**EXTRACT TO READ**
□ □ □ □

Amanda and Suzanne, To Summarize: The world of art would not exist if we had nothing to look at.  We copy art all the time. It’s how the world revolves.  Art inspires more art.  But at a certain point you have to decide to make authentic art off of inspiration and not copy inspirational art. Is there anything really original?  We all can look at trends and we all follow them – example the Gap ads of early 2000 with the flare – it felt as though every photographer’s portfolio for 2 years after those ads had done it (and we still see it today).  The over “REAL” post look of 2008 (which is still going strong – example the current Hidden Valley Ranch ads). How many times have you seen Venus redone?  Art Directors use art sometimes to be inspired or mock up ads – which we call Swiping (and it’s come to be an acceptable process in art direction)– and it will continue to happen – it’s part of the process.  Just be smart about how you shoot, what you shoot and do your research.  But also remember that when creating ads it’s not only your responsibility, but also the responsibility of the art director and agency who is guiding you.

Call To Action: Be inspired and Be authentically yourself.  When you receive a comp, research your comp and find a way to push the envelope with your own creative twist.

Here’s yet another example of copying to check out: http://thomasallenonline.com/2010/03/02/theft/

If you want more insight from Amanda and Suzanne you can contact them directly (here and here) or tune in once a week or so for more of “Ask Anything.”

There Are 38 Comments On This Article.

  1. Photographs are the visual manifestation of memes. Memes are lifeforms that use humans, especially photographers, as mediums. It’s only a human’s ego that believes that there is propriety in the meme.

    In other words, the idea was NEVER YOURS. the idea uses you to become manifest. If it can’t use you, it will find someone else.

  2. All About Style

    Isn’t this where personal style comes into play? It’s impossible to say who originated anything. And it’s not realistic to declare any idea to be off limits to everyone else. Everything is derivative.

    I watched an interview with Elvis Costello on his Sundance Channel show “Elvis Costello With…” where, in reflecting on his career, he said he did such a bad job of imitating other artists that his own style emerged. Ain’t that the truth?

    Unless you can add something unique to any classic idea, you’re basically a hack. If you can make everyone forget a concept has been done before, then you’re a genius.

  3. Ideas often have a “take off” point (no pun intended) at which time these are inserted into the community as a meme. If the point (or identity) of insertion is hip, has great influence or access, it often drives the meme further.

    The first time I recall seeing this meme (jumping or taking off) was the work of Philippe Halsman, the Dali image and several others.

    The next time I recall seeing it was in Black Book magazine in the year 2000, or 2001. John Clang did a fashion spread called, “Take off”. Some images can be seen here: http://www.thecollectiveshift.com/show/portfolio/Clang

    (I saw personal unpublished work by John with that meme right after he moved to NYC, about 1999).

    John was new hot, getting a lot of press. If I recall the “Take off” piece may have been in the CA annual awards, and I believe it was in the second PDN 30 contest.

□ □ □ □

[Pointing and labeling data]
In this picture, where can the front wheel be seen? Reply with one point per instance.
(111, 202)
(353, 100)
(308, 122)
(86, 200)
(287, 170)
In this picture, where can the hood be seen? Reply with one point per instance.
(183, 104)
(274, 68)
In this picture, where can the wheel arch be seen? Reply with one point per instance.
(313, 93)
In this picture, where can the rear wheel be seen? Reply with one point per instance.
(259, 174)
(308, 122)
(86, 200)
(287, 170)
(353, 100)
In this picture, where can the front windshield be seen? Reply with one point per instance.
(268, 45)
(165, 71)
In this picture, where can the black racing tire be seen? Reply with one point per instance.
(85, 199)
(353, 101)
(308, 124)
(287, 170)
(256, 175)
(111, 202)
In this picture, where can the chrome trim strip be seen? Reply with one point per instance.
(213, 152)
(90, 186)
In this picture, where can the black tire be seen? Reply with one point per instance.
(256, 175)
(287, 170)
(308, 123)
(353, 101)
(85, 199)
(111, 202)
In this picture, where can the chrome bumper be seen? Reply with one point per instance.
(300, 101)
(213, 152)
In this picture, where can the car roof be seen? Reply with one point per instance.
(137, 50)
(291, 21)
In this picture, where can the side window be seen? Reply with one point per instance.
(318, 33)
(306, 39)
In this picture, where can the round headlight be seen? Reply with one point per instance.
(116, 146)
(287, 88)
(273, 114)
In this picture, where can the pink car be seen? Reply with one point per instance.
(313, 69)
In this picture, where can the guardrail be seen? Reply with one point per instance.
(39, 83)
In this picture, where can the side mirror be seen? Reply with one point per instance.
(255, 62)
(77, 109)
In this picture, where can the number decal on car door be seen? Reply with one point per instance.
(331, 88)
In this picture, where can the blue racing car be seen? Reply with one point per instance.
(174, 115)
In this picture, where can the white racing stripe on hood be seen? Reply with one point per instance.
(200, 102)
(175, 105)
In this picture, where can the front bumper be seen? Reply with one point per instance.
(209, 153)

□ □ □ □

**GOAL**
Answer these questions from the article about copying in art.
(a) What do art directors call the practice of using art for inspiration or to mock up ads?
(b) How many comments does the article say it has?
(c) In which magazine did John Clang's "Take off" fashion spread appear?
Rely only on the article about copying in art to answer.

**IN RESPONSE**
(a) Swiping.
(b) 38.
(c) Black Book magazine.